Process dataset with both thermal and RGB imagery (A better 3D mesh/ model)
Thermal cameras usually have much lower resolution than RGB cameras, and thus the 3D model is of much lower quality. The idea is to use the higher resolution RGB images to compute a detailed 3D model (mesh) and to project the thermal texture on top of it. This greatly improves the final thermal 3D model. To process a dataset with both thermal and RGB imagery:
1. Run step 1. Initial Processing for the thermal dataset following the instructions above.
2. Run step 1. Initial Processing for the RGB dataset in a separate PIX4Dmapper project.
3. Merge the RGB and the thermal projects. For more information about merging projects: Merging projects.
4. On the menu bar, click Process > Processing Options. Select 2. Point Cloud and Mesh and the tab Advanced. Ensure that for the Point Cloud and Mesh Geometry image groups, Thermal IR is unchecked and that group1 is checked. Ensure that for the Mesh Texture image group, Thermal IR is checked and group1 is unchecked. For more information: Menu Process > Processing Options... > 2. Point Cloud and Mesh > Advanced.
How to visualize thermal outputs?
Visualize the 3D Point Cloud in the rayCloud
1. Click View > rayCloud, to open the rayCloud and load the 3D Point Cloud by ticking the Point Clouds box in the Layers section of the left sidebar. For more information: Menu View > rayCloud > Left sidebar > Layers > Point Clouds .
2. Display: (optional) In the Point Clouds layer of the left sidebar, select Display Properties and change the Shader to either Screen Aligned Quads, Thermal or Spherical Points, Thermal.
Visualize the 3D Textured Mesh in the rayCloud
1. If you use the Thermal Camera processing template and the 3D Textured Mesh output is desired, on the menu bar, click Process > Generate 3D Textured Mesh. For more information: Menu Process > Generate 3D Textured Mesh.
2. Click View > rayCloud, to open the rayCloud and load the 3D Textured Mesh by ticking the Triangle Mesh box in the Layers section of the left sidebar. For more information: Menu View > rayCloud > Left sidebar > Layers > Triangle Meshes .
3. Display: (optional) In the Triangle Meshes layer of the left sidebar, select Display Properties and change the Shader to Thermal.
Visualize thermal Index Map in the Index Calculator
1. Click View > Index Calculator to open the Index Calculator.
2. In the section Index Map of the sidebar, select the band containing thermal data.

Information supplied -

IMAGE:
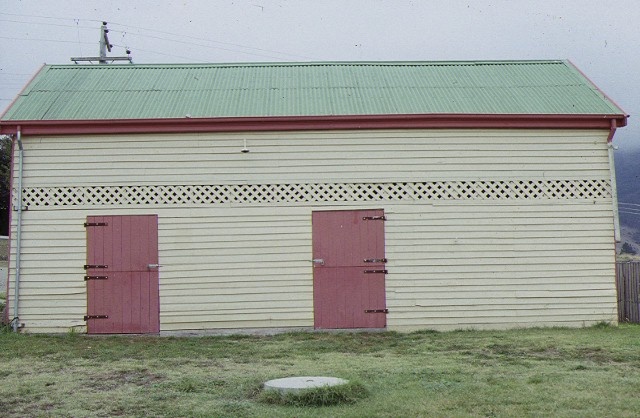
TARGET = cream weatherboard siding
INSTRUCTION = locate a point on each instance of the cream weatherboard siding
(488, 258)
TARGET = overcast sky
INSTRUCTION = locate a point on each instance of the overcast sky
(601, 37)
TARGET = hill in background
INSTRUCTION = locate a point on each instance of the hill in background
(628, 182)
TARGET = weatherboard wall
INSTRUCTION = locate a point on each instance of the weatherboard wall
(485, 229)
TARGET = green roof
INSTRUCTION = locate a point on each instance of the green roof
(133, 91)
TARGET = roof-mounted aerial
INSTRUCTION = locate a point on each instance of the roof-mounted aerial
(105, 47)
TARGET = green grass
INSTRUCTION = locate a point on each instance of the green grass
(590, 372)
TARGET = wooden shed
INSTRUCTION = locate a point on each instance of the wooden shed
(349, 195)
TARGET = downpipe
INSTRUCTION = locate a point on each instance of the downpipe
(15, 322)
(614, 189)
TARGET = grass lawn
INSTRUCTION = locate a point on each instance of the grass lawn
(590, 372)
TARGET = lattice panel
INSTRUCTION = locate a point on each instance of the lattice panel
(319, 192)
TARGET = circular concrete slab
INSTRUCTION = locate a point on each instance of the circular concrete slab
(296, 384)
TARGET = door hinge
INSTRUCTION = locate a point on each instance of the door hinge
(375, 260)
(87, 317)
(95, 266)
(95, 278)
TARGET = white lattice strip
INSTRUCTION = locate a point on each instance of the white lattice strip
(319, 192)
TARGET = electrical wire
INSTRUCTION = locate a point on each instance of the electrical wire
(266, 53)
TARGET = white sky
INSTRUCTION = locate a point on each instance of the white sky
(601, 37)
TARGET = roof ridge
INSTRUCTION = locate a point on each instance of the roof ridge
(313, 63)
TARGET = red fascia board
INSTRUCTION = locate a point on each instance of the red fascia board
(293, 123)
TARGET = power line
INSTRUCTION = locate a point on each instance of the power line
(44, 40)
(261, 50)
(45, 24)
(211, 41)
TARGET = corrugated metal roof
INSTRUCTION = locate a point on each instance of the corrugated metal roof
(75, 92)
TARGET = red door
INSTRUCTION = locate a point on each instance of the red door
(349, 269)
(122, 274)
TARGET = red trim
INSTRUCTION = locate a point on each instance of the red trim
(612, 131)
(291, 123)
(596, 87)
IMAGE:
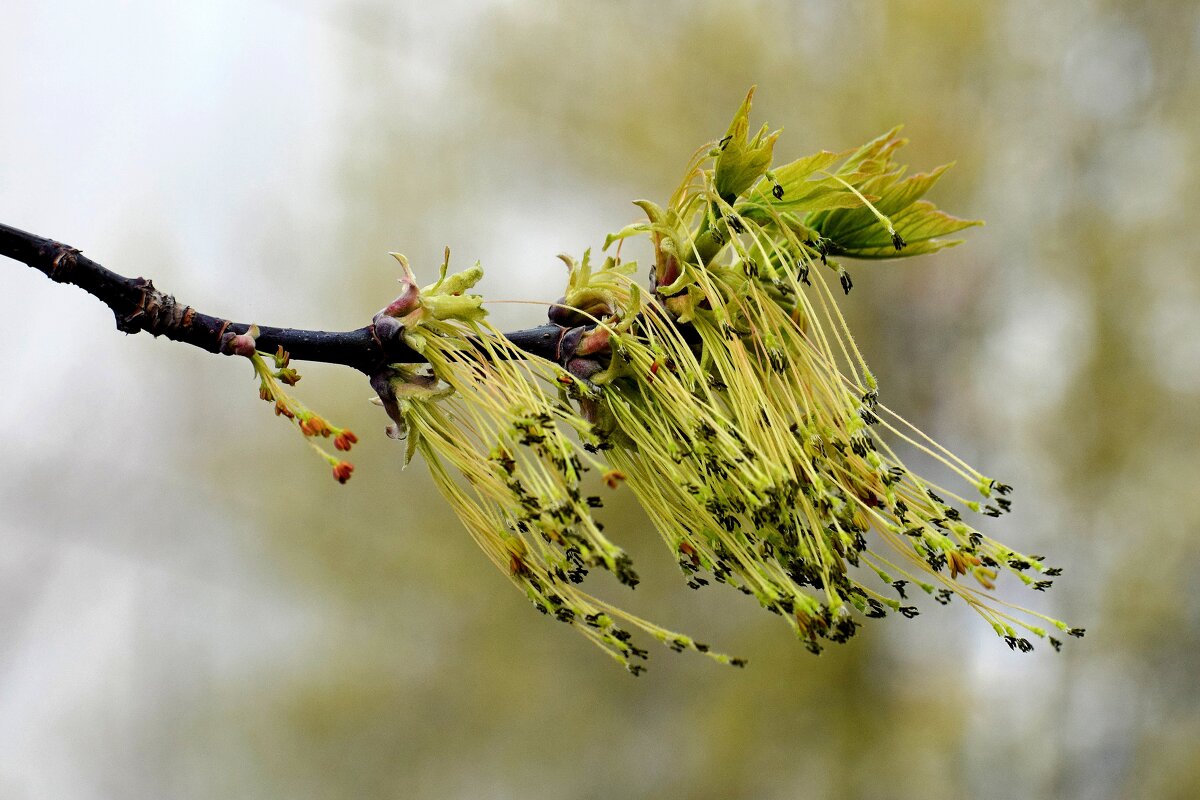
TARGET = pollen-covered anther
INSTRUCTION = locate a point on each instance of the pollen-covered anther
(613, 477)
(315, 426)
(342, 470)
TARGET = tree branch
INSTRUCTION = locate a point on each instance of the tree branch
(139, 306)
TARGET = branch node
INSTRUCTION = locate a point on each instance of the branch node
(156, 313)
(64, 263)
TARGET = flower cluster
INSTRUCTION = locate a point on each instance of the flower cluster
(270, 389)
(729, 396)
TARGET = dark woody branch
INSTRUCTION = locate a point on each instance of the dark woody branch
(139, 306)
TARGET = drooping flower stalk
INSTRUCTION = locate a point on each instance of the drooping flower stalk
(730, 396)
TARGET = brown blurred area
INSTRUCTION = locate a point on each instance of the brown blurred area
(190, 607)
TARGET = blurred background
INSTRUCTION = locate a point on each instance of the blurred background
(190, 606)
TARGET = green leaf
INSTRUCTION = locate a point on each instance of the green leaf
(921, 224)
(742, 161)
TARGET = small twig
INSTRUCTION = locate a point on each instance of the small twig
(139, 306)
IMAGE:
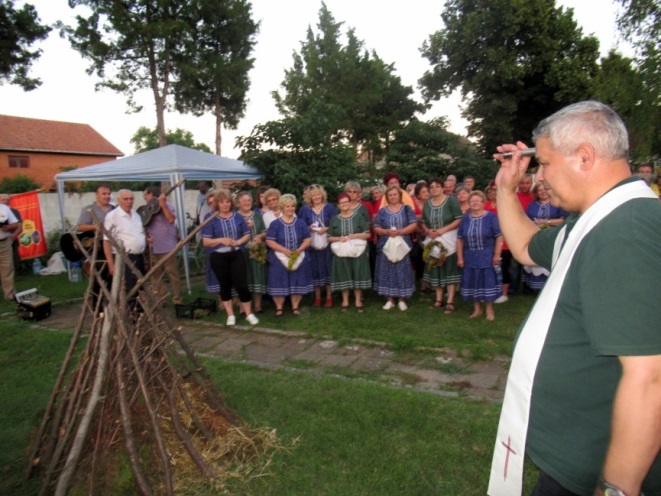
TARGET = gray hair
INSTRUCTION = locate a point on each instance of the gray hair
(352, 185)
(586, 122)
(287, 199)
(241, 194)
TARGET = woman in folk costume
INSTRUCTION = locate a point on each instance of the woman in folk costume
(317, 214)
(441, 217)
(349, 272)
(394, 224)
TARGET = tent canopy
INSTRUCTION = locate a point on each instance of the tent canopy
(169, 163)
(160, 165)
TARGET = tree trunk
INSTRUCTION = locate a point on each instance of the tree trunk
(219, 123)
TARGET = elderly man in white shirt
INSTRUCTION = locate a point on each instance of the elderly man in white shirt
(125, 226)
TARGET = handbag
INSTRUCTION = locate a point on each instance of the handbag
(319, 241)
(396, 249)
(352, 248)
(447, 239)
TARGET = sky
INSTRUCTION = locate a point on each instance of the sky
(394, 29)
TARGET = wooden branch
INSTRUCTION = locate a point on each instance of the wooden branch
(74, 454)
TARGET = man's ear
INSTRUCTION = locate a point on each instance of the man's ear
(587, 156)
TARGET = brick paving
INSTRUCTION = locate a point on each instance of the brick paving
(433, 371)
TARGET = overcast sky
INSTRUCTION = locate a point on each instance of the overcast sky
(394, 29)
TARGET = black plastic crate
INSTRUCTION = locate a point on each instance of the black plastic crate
(206, 304)
(184, 311)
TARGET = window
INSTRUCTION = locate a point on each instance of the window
(18, 162)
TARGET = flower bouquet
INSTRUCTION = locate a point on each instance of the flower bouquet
(434, 254)
(257, 251)
(292, 260)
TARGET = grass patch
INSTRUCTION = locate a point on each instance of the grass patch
(346, 437)
(419, 326)
(300, 364)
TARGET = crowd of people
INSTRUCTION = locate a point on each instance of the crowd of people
(436, 236)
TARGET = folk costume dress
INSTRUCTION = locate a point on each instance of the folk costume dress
(321, 259)
(394, 279)
(436, 218)
(479, 281)
(256, 270)
(234, 227)
(536, 277)
(347, 272)
(282, 282)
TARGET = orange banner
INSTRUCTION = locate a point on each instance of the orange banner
(31, 242)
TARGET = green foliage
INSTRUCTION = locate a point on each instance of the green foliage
(622, 86)
(368, 99)
(19, 29)
(138, 39)
(640, 23)
(298, 151)
(213, 68)
(18, 184)
(146, 139)
(423, 150)
(514, 62)
(342, 437)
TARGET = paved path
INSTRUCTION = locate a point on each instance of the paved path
(431, 370)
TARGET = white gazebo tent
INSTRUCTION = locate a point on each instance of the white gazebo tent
(169, 163)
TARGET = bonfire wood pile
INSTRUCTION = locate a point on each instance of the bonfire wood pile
(136, 396)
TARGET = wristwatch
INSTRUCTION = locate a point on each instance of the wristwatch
(608, 489)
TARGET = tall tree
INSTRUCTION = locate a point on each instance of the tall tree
(19, 29)
(371, 100)
(138, 39)
(514, 62)
(423, 150)
(146, 139)
(213, 71)
(297, 151)
(640, 23)
(620, 84)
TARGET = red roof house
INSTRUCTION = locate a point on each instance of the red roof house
(40, 149)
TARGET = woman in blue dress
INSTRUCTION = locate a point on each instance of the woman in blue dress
(394, 279)
(545, 215)
(479, 245)
(256, 268)
(226, 236)
(317, 213)
(288, 234)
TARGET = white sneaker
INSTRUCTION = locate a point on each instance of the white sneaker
(252, 319)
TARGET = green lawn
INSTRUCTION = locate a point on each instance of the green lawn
(421, 325)
(344, 437)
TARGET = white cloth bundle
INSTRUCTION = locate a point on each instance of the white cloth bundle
(352, 248)
(396, 249)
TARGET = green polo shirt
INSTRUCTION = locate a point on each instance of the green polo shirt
(606, 309)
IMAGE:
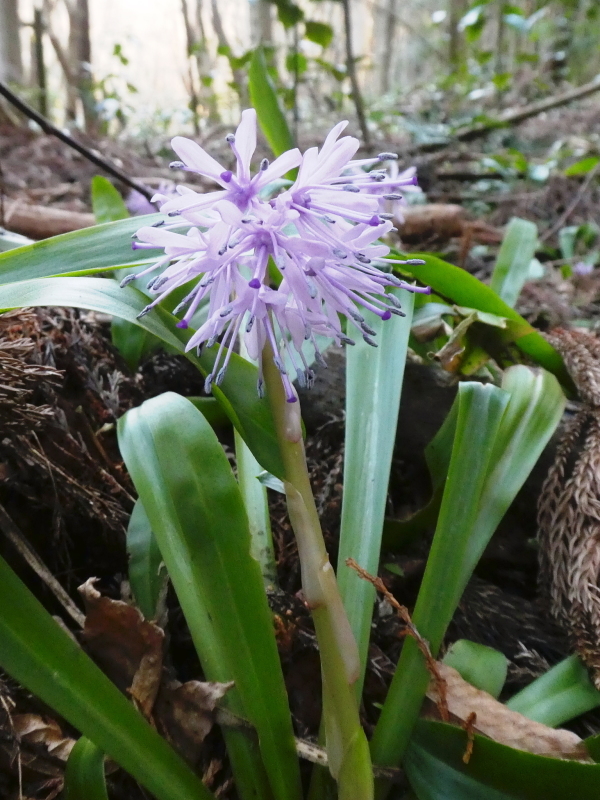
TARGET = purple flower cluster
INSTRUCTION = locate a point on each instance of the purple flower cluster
(322, 233)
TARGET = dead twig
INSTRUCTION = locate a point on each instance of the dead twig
(430, 662)
(51, 129)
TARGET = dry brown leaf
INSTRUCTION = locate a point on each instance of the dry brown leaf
(128, 648)
(507, 727)
(185, 713)
(31, 729)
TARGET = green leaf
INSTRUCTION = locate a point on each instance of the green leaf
(264, 99)
(39, 654)
(147, 572)
(500, 434)
(373, 388)
(319, 33)
(561, 694)
(465, 290)
(583, 166)
(512, 265)
(480, 411)
(237, 394)
(84, 775)
(495, 772)
(194, 506)
(289, 13)
(107, 203)
(98, 249)
(483, 667)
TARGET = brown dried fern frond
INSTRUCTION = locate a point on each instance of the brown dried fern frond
(569, 508)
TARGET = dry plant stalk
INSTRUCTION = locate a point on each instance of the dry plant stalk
(569, 508)
(477, 711)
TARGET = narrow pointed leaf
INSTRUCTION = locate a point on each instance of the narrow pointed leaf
(271, 118)
(107, 203)
(435, 767)
(561, 694)
(194, 505)
(514, 257)
(480, 410)
(464, 289)
(85, 252)
(237, 394)
(373, 388)
(84, 775)
(147, 572)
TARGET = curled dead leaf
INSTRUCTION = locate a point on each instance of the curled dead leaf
(185, 713)
(507, 727)
(128, 648)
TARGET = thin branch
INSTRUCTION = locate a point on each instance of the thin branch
(51, 129)
(351, 68)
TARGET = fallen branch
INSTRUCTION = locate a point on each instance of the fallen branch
(51, 129)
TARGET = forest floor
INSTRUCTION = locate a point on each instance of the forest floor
(65, 493)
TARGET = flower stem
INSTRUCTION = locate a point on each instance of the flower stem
(347, 747)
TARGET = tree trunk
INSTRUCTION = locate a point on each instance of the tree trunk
(261, 23)
(456, 40)
(80, 58)
(11, 65)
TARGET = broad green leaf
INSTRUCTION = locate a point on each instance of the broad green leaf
(435, 768)
(483, 667)
(147, 572)
(464, 289)
(561, 694)
(515, 255)
(107, 203)
(194, 506)
(84, 775)
(319, 33)
(264, 99)
(40, 655)
(506, 438)
(373, 388)
(10, 240)
(480, 411)
(237, 394)
(91, 250)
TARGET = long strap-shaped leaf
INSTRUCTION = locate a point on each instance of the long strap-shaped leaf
(465, 290)
(194, 506)
(237, 394)
(373, 386)
(496, 444)
(84, 775)
(84, 252)
(39, 654)
(437, 771)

What this exercise asks -
**a.** In the text on processing thermal and RGB imagery, why is a 3D model built from thermal images usually of lower quality?
**b.** How many lines of the records contain the string "small", with case counting? Reply with the number only.

Complete answers -
**a.** Thermal cameras usually have much lower resolution than RGB cameras.

**b.** 2